## Begin Material

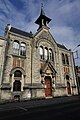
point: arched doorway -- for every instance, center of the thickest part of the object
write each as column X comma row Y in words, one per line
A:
column 48, row 89
column 68, row 85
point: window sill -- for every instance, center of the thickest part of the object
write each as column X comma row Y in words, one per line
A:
column 18, row 56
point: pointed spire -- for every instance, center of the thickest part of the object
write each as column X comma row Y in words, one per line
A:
column 42, row 20
column 42, row 11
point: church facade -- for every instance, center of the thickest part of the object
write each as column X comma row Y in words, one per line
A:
column 34, row 65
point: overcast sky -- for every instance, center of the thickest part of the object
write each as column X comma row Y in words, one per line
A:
column 65, row 15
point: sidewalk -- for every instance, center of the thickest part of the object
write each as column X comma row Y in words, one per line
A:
column 38, row 103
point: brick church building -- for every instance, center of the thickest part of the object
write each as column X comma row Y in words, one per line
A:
column 35, row 65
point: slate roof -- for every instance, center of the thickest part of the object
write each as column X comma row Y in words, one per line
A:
column 61, row 46
column 20, row 32
column 30, row 35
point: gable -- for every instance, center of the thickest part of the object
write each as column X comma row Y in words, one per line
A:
column 48, row 68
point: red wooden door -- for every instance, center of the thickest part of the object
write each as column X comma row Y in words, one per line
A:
column 48, row 87
column 68, row 88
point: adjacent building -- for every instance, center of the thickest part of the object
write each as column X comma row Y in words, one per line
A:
column 35, row 65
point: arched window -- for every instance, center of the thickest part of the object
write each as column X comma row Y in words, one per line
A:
column 16, row 47
column 23, row 49
column 41, row 52
column 45, row 53
column 67, row 77
column 17, row 73
column 63, row 58
column 50, row 54
column 67, row 60
column 17, row 85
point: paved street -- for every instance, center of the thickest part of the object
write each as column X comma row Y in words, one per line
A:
column 67, row 108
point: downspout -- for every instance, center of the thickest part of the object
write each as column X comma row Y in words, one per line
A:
column 31, row 66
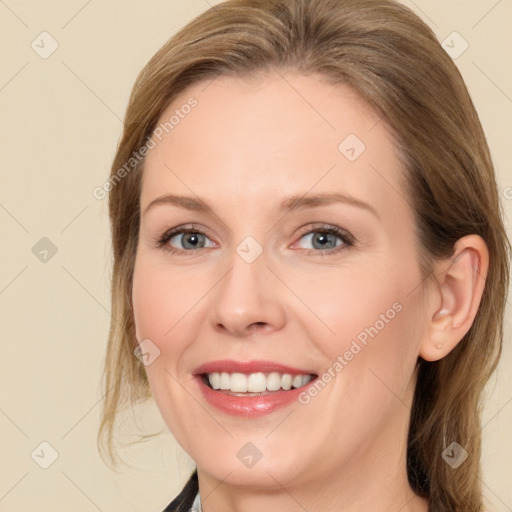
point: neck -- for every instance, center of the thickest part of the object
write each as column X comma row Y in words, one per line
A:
column 373, row 480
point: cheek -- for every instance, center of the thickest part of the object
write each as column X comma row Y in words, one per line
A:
column 161, row 298
column 375, row 319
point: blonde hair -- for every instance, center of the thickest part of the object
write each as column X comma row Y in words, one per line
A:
column 392, row 59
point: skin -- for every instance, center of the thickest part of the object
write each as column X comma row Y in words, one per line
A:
column 245, row 147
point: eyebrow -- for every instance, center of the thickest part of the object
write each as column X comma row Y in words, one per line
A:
column 293, row 203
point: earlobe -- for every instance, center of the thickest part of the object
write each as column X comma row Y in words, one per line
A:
column 460, row 286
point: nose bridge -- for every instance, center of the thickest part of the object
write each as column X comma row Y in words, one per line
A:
column 248, row 294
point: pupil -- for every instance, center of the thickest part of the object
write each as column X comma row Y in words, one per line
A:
column 322, row 238
column 192, row 240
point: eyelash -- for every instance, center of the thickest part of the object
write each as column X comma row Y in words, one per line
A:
column 347, row 239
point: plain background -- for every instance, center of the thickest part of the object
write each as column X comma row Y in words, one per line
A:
column 61, row 119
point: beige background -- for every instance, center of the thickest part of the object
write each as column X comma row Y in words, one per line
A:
column 60, row 123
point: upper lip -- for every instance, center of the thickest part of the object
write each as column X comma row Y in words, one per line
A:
column 248, row 367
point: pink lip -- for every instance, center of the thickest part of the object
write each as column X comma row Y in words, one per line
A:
column 248, row 406
column 230, row 366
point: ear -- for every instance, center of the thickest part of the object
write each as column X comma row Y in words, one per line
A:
column 456, row 298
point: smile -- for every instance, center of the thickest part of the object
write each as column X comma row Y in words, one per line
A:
column 251, row 389
column 256, row 384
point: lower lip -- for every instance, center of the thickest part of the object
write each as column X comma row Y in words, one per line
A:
column 249, row 406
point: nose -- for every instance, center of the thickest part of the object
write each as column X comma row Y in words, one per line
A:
column 248, row 300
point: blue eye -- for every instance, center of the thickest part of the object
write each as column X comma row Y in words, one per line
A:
column 326, row 239
column 188, row 238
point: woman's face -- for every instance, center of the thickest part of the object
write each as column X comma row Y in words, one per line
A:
column 304, row 266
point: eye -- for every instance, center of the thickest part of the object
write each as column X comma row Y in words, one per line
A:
column 184, row 240
column 327, row 239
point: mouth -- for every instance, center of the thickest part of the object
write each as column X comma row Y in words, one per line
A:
column 254, row 384
column 253, row 388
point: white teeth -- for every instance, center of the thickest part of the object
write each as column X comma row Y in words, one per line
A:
column 223, row 381
column 286, row 381
column 238, row 383
column 256, row 382
column 297, row 381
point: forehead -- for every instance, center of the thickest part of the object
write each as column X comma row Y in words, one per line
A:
column 275, row 135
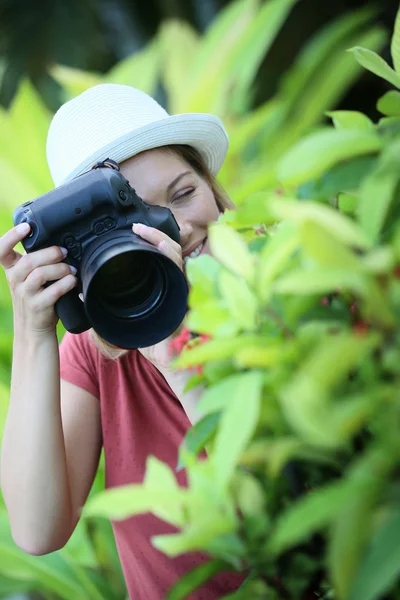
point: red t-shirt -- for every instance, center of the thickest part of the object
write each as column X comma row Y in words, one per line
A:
column 140, row 416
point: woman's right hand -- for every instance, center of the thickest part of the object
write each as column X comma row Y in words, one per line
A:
column 27, row 274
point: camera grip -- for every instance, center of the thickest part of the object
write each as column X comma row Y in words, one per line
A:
column 71, row 312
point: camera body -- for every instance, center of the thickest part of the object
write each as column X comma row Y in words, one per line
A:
column 92, row 217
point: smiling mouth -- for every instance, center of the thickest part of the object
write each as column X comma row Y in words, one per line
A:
column 195, row 252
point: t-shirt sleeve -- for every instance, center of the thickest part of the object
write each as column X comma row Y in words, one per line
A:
column 78, row 362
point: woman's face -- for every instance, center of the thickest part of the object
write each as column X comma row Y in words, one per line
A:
column 165, row 179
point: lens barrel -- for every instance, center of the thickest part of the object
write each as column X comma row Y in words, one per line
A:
column 134, row 296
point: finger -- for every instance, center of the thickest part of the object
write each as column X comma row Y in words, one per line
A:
column 8, row 256
column 49, row 295
column 42, row 275
column 153, row 235
column 40, row 258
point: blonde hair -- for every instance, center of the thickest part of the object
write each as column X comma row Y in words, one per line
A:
column 194, row 160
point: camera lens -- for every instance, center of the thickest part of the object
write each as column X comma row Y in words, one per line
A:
column 130, row 285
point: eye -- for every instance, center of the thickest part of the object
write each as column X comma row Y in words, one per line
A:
column 181, row 195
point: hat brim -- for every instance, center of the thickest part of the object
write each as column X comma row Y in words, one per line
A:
column 203, row 132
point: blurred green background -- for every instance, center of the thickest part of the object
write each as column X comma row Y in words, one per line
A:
column 269, row 69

## End Material

__Exercise__
Write out every line of the rows above as one numbered list. Skip blank lines and leave the pictures out.

__Output of the task__
1. point: arched doorway -- for every instance, center of the thickest part of the object
2. write each as column X comma row Y in words, one per line
3. A:
4. column 48, row 89
5. column 68, row 85
6. point: window sill -- for every instance, center of the thickest part of the object
7. write each as column X comma row Y in words, one per line
8. A:
9. column 18, row 56
10. point: pointed spire -- for every instance, center of the thickest part of the object
11. write each as column X comma row Y in words, one per line
12. A:
13. column 42, row 20
14. column 42, row 11
15. point: church facade -- for every instance, center of the thickest part of the object
16. write each as column X comma row Y in words, one per line
17. A:
18. column 34, row 65
19. point: overcast sky -- for every instance, center of the thickest part of the object
20. write each as column X comma row Y in words, one per line
21. A:
22. column 65, row 15
23. point: sidewalk -- for every instance, center of the thickest part of the object
24. write each as column X comma row Y in words, one per line
25. A:
26. column 38, row 103
27. point: brick church building -- for every instance, center of the thickest part of the object
28. write each as column X comma row Y in words, one per line
29. A:
30. column 35, row 65
31. point: slate roof -- for every instance, center of the thickest part of the object
32. write each as column X comma row Y in words, one per line
33. A:
34. column 61, row 46
35. column 20, row 32
36. column 30, row 35
37. point: gable -- for every instance, center of the thickest part of the object
38. write each as column X comma row Y in words, one per line
39. A:
40. column 48, row 68
41. point: red wooden door -- for every instance, center of the thickest part of the object
42. write each as column X comma row Y in words, one per line
43. A:
44. column 48, row 87
45. column 68, row 88
46. point: adjacent building -- for every instance, center of the thickest part of the object
47. write each as column X comma row Y in words, one per line
48. A:
49. column 35, row 65
50. point: arched window -- for every instance, center of the thickest part of the object
51. write each as column X comma row Y in words, one per line
52. A:
53. column 16, row 47
54. column 23, row 49
55. column 41, row 52
56. column 45, row 53
57. column 67, row 77
58. column 17, row 73
59. column 63, row 58
60. column 50, row 54
61. column 67, row 60
62. column 17, row 85
63. point: paved street -- for every instance, center of the thickest part of the object
64. write each as column X comma row Y in words, one per line
65. A:
66. column 67, row 108
67. point: downspout -- for every instance, center of the thickest part of the object
68. write each as column X comma row Y in words, one per line
69. A:
70. column 31, row 66
71. point: neck -- for every instance, center of the thickest part of the object
72. write each as column X comma row Y in words, one per line
73. A:
74. column 373, row 480
75. point: cheek -- for every instance, center of the thickest part of the object
76. write each as column X comma row Y in words, one per line
77. A:
78. column 161, row 298
79. column 375, row 319
80. point: blonde hair -- for every instance, center of the thickest part of the object
81. write each as column X comma row Y in words, one per line
82. A:
83. column 392, row 59
84. point: skin -- for every instance, center of the thickest part of the object
85. write each as column X comma row Y in words, one per line
86. A:
87. column 245, row 147
88. point: eyebrow -- for every instance, center of the thickest part of the object
89. write each as column X comma row Y in words, one per line
90. A:
91. column 293, row 203
92. point: earlobe -- for every instance, center of the thickest part of the object
93. write each as column X comma row Y in words, one per line
94. A:
95. column 460, row 286
96. point: nose bridge -- for every instance, center of the thickest part of the object
97. write each as column X comma row Y in words, one per line
98. A:
99. column 248, row 294
100. point: pupil -- for every instance, center of the thickest part of the object
101. write each as column X comma row Y in words, one per line
102. A:
103. column 322, row 238
104. column 192, row 240
105. point: eyelash -- for every instance, center of the thickest part of the object
106. write each as column X comma row Y in words, one per line
107. A:
108. column 347, row 239
109. point: plain background -- for every instance, center of the thickest part of the object
110. write each as column X comma row Y in words, one per line
111. A:
112. column 61, row 119
113. point: beige background -- for every instance, center of the thickest part of the object
114. write each as column X comma row Y in words, one per line
115. A:
116. column 60, row 123
117. point: upper lip -- for every instance, center of the thickest part of the object
118. write each as column X comma row Y in words, one per line
119. A:
120. column 248, row 367
121. point: pink lip -- for every instance, center of the thickest part of the object
122. write each as column X comma row Y in words, one per line
123. A:
124. column 248, row 406
125. column 230, row 366
126. point: ear -- for every instance, center of the thickest part of the object
127. write each as column X comma row Y in words, one per line
128. A:
129. column 456, row 298
130. point: smile -- for every instance, center of the thickest part of the object
131. write each as column X comma row Y in words, one per line
132. A:
133. column 251, row 389
134. column 256, row 384
135. point: lower lip -- for every instance, center of the thickest part of the object
136. write each as column X comma row Y in words, one per line
137. A:
138. column 249, row 406
139. point: nose -- for every instance, center of the thickest part of the object
140. write each as column X comma row Y in words, one per line
141. A:
142. column 248, row 300
143. point: blue eye -- for every instance, center of the thickest part of the object
144. write each as column X comma row Y in words, one per line
145. A:
146. column 326, row 239
147. column 188, row 238
148. point: woman's face -- for every instance, center of the thickest part of the object
149. write each as column X comma row Y in words, one per line
150. A:
151. column 304, row 266
152. point: eye -- for every instance, center of the thickest part of the object
153. write each as column X comma row Y in words, one per line
154. A:
155. column 184, row 240
156. column 327, row 239
157. point: mouth -- for every instance, center of the thickest part of the object
158. write each as column X comma row Y in words, one per line
159. A:
160. column 254, row 384
161. column 253, row 388
162. point: white teeth -- for every instance, center of the thickest part of the object
163. write each as column X comma row Y in words, one per line
164. A:
165. column 223, row 381
166. column 286, row 381
167. column 238, row 383
168. column 256, row 382
169. column 297, row 381
170. point: forehead -- for every instance, center of the thickest part of the object
171. write each as column X comma row Y in words, one per line
172. A:
173. column 275, row 135
174. point: red t-shirt -- for every instance, center of the thickest part of the object
175. write each as column X comma row Y in words, one per line
176. A:
177. column 140, row 416
178. point: woman's right hand -- for every instance, center of the thickest part of the object
179. write each as column X comma row Y in words, one per line
180. A:
181. column 27, row 274
182. point: camera grip -- for every instance, center of the thickest part of the object
183. write each as column X comma row Y in words, one per line
184. A:
185. column 71, row 312
186. point: camera body -- for every instance, center of the thickest part of the object
187. write each as column X comma row Y in words, one per line
188. A:
189. column 92, row 217
190. point: smiling mouth -- for every instance, center of the thickest part of the object
191. write each as column X comma row Y in words, one per line
192. A:
193. column 195, row 252
194. point: t-shirt sleeve -- for every instance, center of the thickest part of the object
195. write each as column X comma row Y in words, one per line
196. A:
197. column 78, row 362
198. point: woman's face -- for every instance, center of the thickest part of the object
199. write each as column X comma row Y in words, one per line
200. A:
201. column 165, row 179
202. point: lens barrel -- for every instance, center of the thickest part of the object
203. write each as column X comma row Y in words, one per line
204. A:
205. column 134, row 296
206. point: finger -- for every instance, center of the thickest part of the object
207. write each as column X comma row Y in words, one per line
208. A:
209. column 8, row 256
210. column 49, row 295
211. column 42, row 275
212. column 153, row 235
213. column 40, row 258
214. point: blonde hair -- for every instance, center of the thickest part of the object
215. write each as column X comma row Y in words, one per line
216. A:
217. column 194, row 160
218. point: camera lens -- for every instance, center of the thickest part of the object
219. write each as column X comma row Y in words, one per line
220. A:
221. column 130, row 285
222. point: eye -- for every instance, center of the thickest part of the object
223. write each as column X comma row Y in words, one per line
224. A:
225. column 181, row 195
226. point: hat brim -- for every instance, center of the thickest part of the object
227. write each as column X comma row Y in words, one per line
228. A:
229. column 203, row 132
230. point: blurred green background -- for every instance, center of the thickest part of the object
231. write each as column X comma row Y in words, one per line
232. A:
233. column 269, row 69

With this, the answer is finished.